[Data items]

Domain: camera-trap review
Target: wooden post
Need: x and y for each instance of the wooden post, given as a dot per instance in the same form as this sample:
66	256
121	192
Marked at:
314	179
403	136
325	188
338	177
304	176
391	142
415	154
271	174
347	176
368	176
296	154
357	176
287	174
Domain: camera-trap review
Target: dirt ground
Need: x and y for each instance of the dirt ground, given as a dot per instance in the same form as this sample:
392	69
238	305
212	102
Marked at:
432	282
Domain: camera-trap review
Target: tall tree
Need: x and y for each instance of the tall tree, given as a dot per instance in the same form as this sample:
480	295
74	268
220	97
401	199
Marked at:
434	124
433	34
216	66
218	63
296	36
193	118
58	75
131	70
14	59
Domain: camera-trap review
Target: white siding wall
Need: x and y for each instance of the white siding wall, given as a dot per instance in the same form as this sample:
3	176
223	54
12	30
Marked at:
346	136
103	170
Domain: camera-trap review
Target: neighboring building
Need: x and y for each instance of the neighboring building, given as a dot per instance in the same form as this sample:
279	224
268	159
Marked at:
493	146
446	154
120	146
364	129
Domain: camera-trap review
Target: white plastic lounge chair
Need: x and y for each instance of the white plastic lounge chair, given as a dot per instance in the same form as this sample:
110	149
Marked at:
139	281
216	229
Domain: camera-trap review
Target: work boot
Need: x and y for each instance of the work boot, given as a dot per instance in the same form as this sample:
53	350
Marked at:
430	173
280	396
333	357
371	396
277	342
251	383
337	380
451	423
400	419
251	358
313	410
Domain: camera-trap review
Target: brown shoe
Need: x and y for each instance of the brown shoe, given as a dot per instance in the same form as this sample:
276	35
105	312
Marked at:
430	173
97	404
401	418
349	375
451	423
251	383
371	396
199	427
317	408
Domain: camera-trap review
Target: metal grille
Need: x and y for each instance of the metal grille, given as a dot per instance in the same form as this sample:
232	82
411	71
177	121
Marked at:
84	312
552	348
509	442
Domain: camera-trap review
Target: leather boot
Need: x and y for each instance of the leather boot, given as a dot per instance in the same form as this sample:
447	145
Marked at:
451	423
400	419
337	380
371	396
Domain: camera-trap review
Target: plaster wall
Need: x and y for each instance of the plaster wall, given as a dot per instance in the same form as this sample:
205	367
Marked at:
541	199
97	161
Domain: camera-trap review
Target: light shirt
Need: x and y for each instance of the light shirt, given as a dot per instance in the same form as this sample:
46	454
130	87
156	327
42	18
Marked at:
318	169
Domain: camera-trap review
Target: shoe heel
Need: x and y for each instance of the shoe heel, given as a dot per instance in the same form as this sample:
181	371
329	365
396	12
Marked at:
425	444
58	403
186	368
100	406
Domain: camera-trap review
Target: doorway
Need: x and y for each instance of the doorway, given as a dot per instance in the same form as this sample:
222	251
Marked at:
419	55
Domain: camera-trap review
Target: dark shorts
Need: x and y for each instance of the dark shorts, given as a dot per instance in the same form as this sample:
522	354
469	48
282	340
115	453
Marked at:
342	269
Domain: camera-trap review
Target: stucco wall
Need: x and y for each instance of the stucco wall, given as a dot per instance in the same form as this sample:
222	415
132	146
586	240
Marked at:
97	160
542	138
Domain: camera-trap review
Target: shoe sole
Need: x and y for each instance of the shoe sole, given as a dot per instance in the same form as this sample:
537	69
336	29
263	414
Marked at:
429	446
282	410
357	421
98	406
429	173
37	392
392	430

→ **How to complete this task**: Write out the lines above exactly, but only from the one containing "Need: x and y for each instance of the stucco" through the last one.

→ **Output for this task**:
Need: x and y for each instance of the stucco wall, given as a dot per instance in the same form as this sample:
222	415
132	146
586	240
Marked at:
97	160
542	138
Domain: camera-trap review
Target: shoe sole
Need: x and y for each instance of the shoe sole, given as a dot per instance in the same form as this sample:
537	69
336	29
263	414
Marked at:
429	446
282	410
357	421
98	406
429	173
37	392
392	430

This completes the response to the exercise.